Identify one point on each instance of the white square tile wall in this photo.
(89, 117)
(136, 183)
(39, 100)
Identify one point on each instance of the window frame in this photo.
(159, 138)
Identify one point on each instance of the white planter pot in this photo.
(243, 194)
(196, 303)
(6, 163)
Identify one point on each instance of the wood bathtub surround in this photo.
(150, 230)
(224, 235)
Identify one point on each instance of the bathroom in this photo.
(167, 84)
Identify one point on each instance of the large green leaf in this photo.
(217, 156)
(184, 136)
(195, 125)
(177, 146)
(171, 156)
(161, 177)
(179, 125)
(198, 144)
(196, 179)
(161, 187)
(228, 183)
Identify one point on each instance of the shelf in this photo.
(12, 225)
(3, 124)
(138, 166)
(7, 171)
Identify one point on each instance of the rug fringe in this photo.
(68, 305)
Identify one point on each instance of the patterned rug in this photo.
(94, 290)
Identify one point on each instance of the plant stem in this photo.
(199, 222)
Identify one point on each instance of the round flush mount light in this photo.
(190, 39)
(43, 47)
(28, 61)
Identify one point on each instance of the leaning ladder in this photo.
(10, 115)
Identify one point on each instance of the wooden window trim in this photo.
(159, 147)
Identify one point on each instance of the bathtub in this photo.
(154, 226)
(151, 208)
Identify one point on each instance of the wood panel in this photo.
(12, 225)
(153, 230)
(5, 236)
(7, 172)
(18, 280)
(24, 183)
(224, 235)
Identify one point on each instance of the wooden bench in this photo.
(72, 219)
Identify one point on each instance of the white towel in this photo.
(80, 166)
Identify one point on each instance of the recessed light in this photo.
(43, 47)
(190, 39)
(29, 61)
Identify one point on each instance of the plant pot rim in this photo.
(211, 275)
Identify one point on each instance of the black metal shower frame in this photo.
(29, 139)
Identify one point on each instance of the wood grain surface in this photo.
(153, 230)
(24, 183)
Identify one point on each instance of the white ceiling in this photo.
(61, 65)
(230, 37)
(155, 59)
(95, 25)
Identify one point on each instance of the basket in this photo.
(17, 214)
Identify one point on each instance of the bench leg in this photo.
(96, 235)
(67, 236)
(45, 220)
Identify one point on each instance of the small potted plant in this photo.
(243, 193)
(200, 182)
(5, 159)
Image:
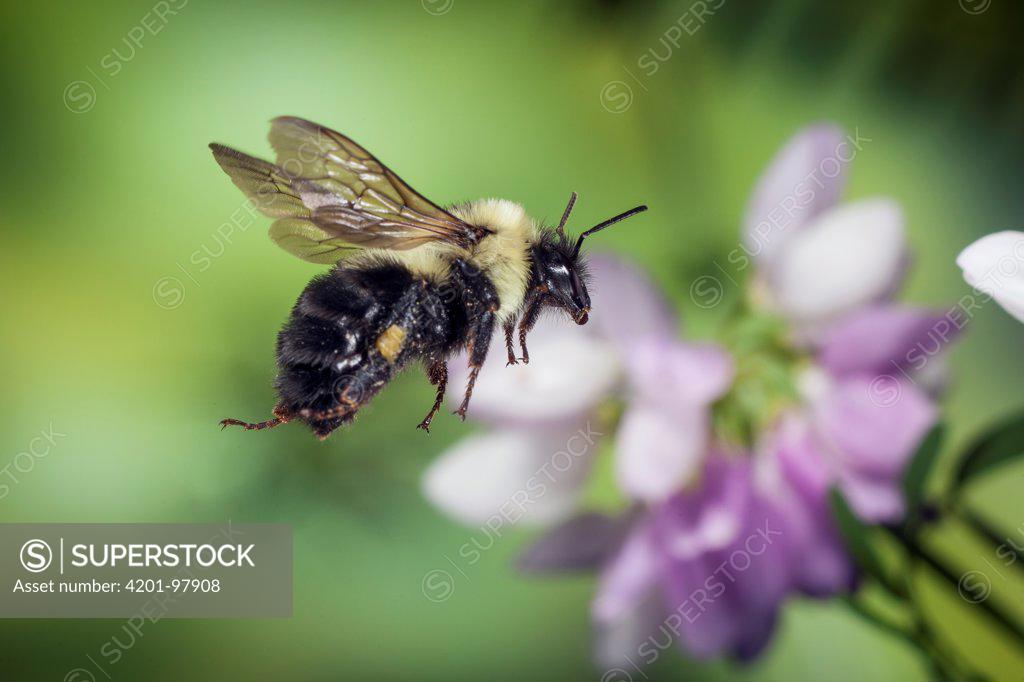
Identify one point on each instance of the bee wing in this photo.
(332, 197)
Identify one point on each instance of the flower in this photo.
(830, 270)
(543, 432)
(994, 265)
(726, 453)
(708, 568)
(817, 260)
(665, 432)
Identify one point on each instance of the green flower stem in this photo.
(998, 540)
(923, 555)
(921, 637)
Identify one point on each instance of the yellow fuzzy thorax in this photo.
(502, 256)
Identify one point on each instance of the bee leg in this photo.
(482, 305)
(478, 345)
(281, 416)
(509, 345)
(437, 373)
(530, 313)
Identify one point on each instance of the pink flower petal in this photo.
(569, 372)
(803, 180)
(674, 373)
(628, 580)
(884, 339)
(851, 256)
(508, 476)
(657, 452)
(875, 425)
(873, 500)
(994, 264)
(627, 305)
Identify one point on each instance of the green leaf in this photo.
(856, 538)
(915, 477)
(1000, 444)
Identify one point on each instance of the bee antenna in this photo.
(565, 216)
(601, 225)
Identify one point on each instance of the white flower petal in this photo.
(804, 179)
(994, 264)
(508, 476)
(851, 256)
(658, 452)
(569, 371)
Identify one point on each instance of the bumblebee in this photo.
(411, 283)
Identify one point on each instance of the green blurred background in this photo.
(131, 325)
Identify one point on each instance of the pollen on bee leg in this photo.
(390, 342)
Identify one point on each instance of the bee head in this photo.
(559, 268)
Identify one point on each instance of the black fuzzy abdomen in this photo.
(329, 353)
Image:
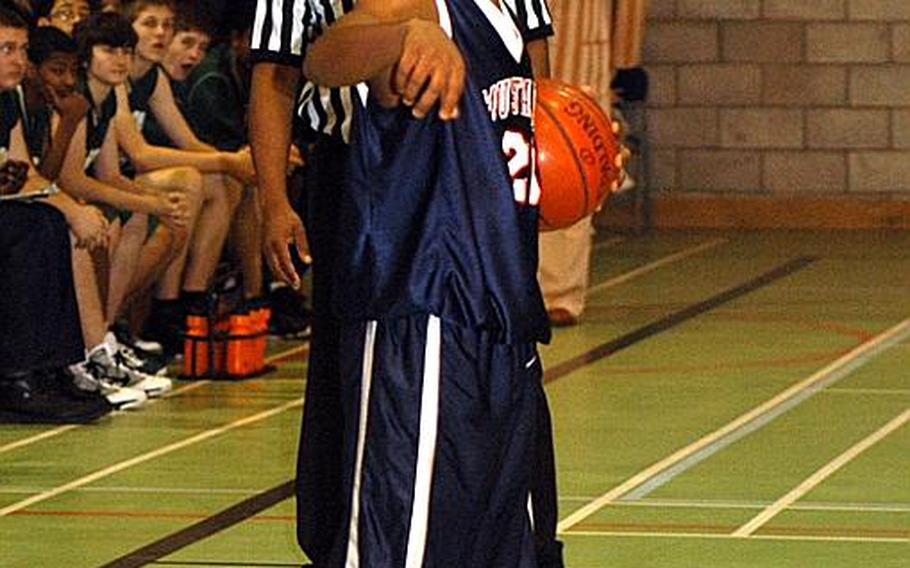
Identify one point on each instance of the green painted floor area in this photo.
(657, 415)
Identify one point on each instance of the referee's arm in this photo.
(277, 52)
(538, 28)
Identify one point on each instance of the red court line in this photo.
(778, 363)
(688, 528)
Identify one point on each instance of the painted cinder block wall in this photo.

WHAT IS EXPECTED:
Leave out the pictures and return the rest of the records exactly.

YOUR RESPONSE:
Identify one point on each instance of the white square tile wall in this photo.
(89, 117)
(136, 183)
(39, 100)
Identify one point on each instance of the window frame in this photo.
(159, 138)
Identify one point on each instance of the white planter pot in this photo.
(243, 194)
(196, 303)
(6, 163)
Identify one point on each instance of the wood bathtub surround in this photo.
(150, 230)
(224, 235)
Identify one point on each instance of the bathroom in this photo.
(167, 84)
Identify one point on each instance of the large green leaf in this photo.
(217, 156)
(184, 136)
(195, 125)
(177, 146)
(171, 156)
(161, 177)
(179, 125)
(198, 144)
(196, 179)
(161, 187)
(228, 183)
Identify one point on each instance of the shelf in this photo.
(12, 225)
(3, 124)
(138, 166)
(7, 171)
Identify one point on each instance of the rug fringe in this photo.
(68, 305)
Identify one point on each instance of the patterned rug in this photo.
(94, 290)
Identify one point on each instance of the plant stem in this photo.
(199, 222)
Identify one point on each instance of the round flush mount light in this photo.
(190, 39)
(43, 47)
(28, 61)
Identify one point on each instance of the leaning ladder in this photo.
(10, 115)
Identify one point on each instance of the wooden window trim in this photo.
(159, 147)
Identify one point on each instance of the bathtub in this photo.
(154, 226)
(151, 208)
Identify one point on each instance of the wood panel in this photo.
(12, 225)
(153, 230)
(5, 236)
(7, 172)
(18, 280)
(24, 183)
(224, 235)
Identify one point on each instance of the wooden bench in this photo.
(72, 219)
Identify one point on each instance of the white towel in this photo.
(80, 166)
Identify one point on each instance of the recessed light in this photo.
(43, 47)
(190, 39)
(29, 61)
Identify one point on each instance of the plant pot rim in this photo.
(211, 275)
Identify one point on each instance of the black metal shower frame in this photo.
(29, 139)
Identify one point on each instance of the wood grain surface in this photo.
(153, 230)
(24, 183)
Identify one point on each instance of the white ceiling in this photo.
(61, 65)
(230, 37)
(155, 59)
(95, 25)
Identify one point on each instance of the basket in this photo.
(17, 214)
Identify one point on each instance of the bench leg in this photo.
(96, 235)
(67, 236)
(45, 220)
Identify one point on each instance of the small potted plant in this photo.
(243, 193)
(200, 182)
(5, 159)
Image:
Identify one point on each instance of the bee wing in this photo.
(332, 197)
Identify one point on each instance of the flower in this photo.
(830, 270)
(543, 432)
(994, 265)
(726, 453)
(708, 568)
(817, 260)
(665, 432)
Identify one point on each instance of the green flower stem in this photo.
(998, 540)
(923, 555)
(921, 637)
Identify one point on each instance of the yellow fuzzy thorax in this photo.
(502, 256)
Identify one point on each instance of the bee leg in this photo.
(482, 305)
(478, 345)
(281, 416)
(509, 345)
(437, 373)
(530, 313)
Identify one point on each instance of the pink flower petal in this photo.
(569, 372)
(803, 180)
(674, 373)
(628, 580)
(884, 339)
(851, 256)
(508, 476)
(657, 452)
(875, 425)
(873, 500)
(994, 264)
(627, 305)
Identify one point on each instance of the green leaf in this photo.
(856, 538)
(915, 477)
(1000, 444)
Identify one point on each instance of the bee antenna in this photo.
(565, 216)
(601, 225)
Identify one point on each instance of the white flower petal in this photo.
(804, 179)
(994, 264)
(508, 476)
(851, 256)
(658, 452)
(569, 371)
Identify one point on each instance of the bumblebee in this photo.
(411, 283)
Identify one point on each instance of the green blurred background in this photo.
(131, 325)
Identify one point on each instance of the pollen on bee leg in this photo.
(390, 342)
Identify one point on each instance of the bee head in this photo.
(559, 268)
Identify one point on each instance of the black fuzzy abdomen in this photo.
(329, 353)
Image:
Identify one point on each instance of the green painted floor area in this photo.
(657, 415)
Identify one point on each instance of the referee's arm in this photo.
(277, 52)
(538, 28)
Identify one point on each instance of the red court line in this photo.
(778, 363)
(688, 528)
Identify one point on each instance of the painted cinder block wall in this photo.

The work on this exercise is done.